Set exercise: Render every line of the data below as a Markdown table with the columns Row and Line. Give each line its row number and leave out blank lines.

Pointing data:
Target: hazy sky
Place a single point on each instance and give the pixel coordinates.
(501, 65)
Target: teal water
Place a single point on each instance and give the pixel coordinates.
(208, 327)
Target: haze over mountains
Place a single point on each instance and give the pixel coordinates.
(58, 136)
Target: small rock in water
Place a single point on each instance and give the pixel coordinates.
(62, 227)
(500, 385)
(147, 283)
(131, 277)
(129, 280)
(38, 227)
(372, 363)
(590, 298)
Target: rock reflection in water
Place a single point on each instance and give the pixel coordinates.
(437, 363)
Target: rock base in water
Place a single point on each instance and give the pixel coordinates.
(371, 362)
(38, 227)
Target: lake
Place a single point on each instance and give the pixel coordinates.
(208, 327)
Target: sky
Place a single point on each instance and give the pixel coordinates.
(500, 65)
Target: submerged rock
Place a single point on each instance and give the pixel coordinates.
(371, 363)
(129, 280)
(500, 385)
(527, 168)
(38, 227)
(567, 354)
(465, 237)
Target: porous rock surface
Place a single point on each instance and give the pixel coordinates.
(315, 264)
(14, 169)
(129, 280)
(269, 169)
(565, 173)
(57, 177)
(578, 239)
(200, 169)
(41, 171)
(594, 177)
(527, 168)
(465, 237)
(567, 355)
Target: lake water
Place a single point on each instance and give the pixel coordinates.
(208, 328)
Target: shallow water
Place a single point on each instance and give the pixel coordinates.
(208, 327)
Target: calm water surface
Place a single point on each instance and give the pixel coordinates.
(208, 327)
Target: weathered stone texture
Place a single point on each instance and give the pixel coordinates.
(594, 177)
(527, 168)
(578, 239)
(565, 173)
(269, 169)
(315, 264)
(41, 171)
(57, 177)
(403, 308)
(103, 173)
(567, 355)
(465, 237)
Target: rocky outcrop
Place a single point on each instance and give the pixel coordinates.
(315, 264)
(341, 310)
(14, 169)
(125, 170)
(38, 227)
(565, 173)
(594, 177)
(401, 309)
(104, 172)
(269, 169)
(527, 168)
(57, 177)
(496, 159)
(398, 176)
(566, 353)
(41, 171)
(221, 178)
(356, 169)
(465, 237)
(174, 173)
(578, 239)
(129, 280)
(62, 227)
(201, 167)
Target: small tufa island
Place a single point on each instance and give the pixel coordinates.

Solution to this task:
| Row | Line |
|---|---|
| 1 | Target: hazy sky |
| 2 | Place a single point on each instance and give the pixel coordinates. |
| 3 | (501, 65) |
| 4 | Target: teal water |
| 5 | Place a single point on each instance and give the pixel coordinates. |
| 6 | (208, 327) |
| 7 | Target: haze over mountains |
| 8 | Place a single point on each instance and give the pixel coordinates. |
| 9 | (58, 136) |
| 10 | Target: small rock in water |
| 11 | Place a single point on each instance and give the pixel coordinates. |
| 12 | (62, 227) |
| 13 | (500, 385) |
| 14 | (147, 283) |
| 15 | (131, 277) |
| 16 | (129, 280) |
| 17 | (38, 227) |
| 18 | (372, 363) |
| 19 | (590, 298) |
| 20 | Target: rock reflection in water |
| 21 | Place a single point on each instance and give the pixel coordinates. |
| 22 | (437, 363) |
| 23 | Target: rock base in water |
| 24 | Place a single point on each instance and give the pixel coordinates. |
| 25 | (371, 362) |
| 26 | (38, 227) |
| 27 | Target: lake |
| 28 | Place a single point on each instance and give the pixel coordinates. |
| 29 | (208, 327) |
| 30 | Target: sky |
| 31 | Place a single point on each instance and give the pixel coordinates. |
| 32 | (500, 65) |
| 33 | Target: submerged rock |
| 34 | Place a single point on each instance and give the pixel coordinates. |
| 35 | (371, 363) |
| 36 | (129, 280) |
| 37 | (500, 385) |
| 38 | (527, 168) |
| 39 | (38, 227) |
| 40 | (567, 354) |
| 41 | (465, 237) |
| 42 | Target: porous rock surface |
| 43 | Place a single point on each instance and give the pixel coordinates. |
| 44 | (315, 264) |
| 45 | (14, 169) |
| 46 | (129, 280) |
| 47 | (269, 169) |
| 48 | (565, 173) |
| 49 | (57, 177) |
| 50 | (578, 239) |
| 51 | (200, 169) |
| 52 | (41, 171) |
| 53 | (594, 177) |
| 54 | (527, 168) |
| 55 | (465, 237) |
| 56 | (567, 355) |
| 57 | Target: lake water |
| 58 | Place a single point on each instance and give the pixel coordinates. |
| 59 | (208, 328) |
| 60 | Target: shallow water |
| 61 | Place a single point on each instance and give the pixel coordinates. |
| 62 | (208, 327) |
| 63 | Target: calm water surface |
| 64 | Place a single point on each instance and give the pixel coordinates. |
| 65 | (208, 327) |
| 66 | Target: weathered stone texture |
| 67 | Place a single point on each instance and give the pixel coordinates. |
| 68 | (594, 177) |
| 69 | (527, 168) |
| 70 | (578, 239) |
| 71 | (565, 173) |
| 72 | (269, 169) |
| 73 | (315, 264) |
| 74 | (41, 171) |
| 75 | (57, 177) |
| 76 | (403, 308) |
| 77 | (103, 173) |
| 78 | (567, 355) |
| 79 | (465, 237) |
| 80 | Target: rocky outcrop |
| 81 | Place a single point on each instance and give the pixel coordinates. |
| 82 | (315, 264) |
| 83 | (341, 310) |
| 84 | (14, 169) |
| 85 | (125, 170) |
| 86 | (38, 227) |
| 87 | (565, 173) |
| 88 | (594, 177) |
| 89 | (401, 309) |
| 90 | (104, 172) |
| 91 | (269, 169) |
| 92 | (527, 168) |
| 93 | (57, 177) |
| 94 | (496, 159) |
| 95 | (398, 176) |
| 96 | (566, 353) |
| 97 | (41, 171) |
| 98 | (221, 178) |
| 99 | (356, 169) |
| 100 | (465, 237) |
| 101 | (174, 173) |
| 102 | (578, 239) |
| 103 | (129, 280) |
| 104 | (62, 227) |
| 105 | (201, 167) |
| 106 | Target: small tufa island |
| 107 | Place a single point on each instance and give the pixel coordinates. |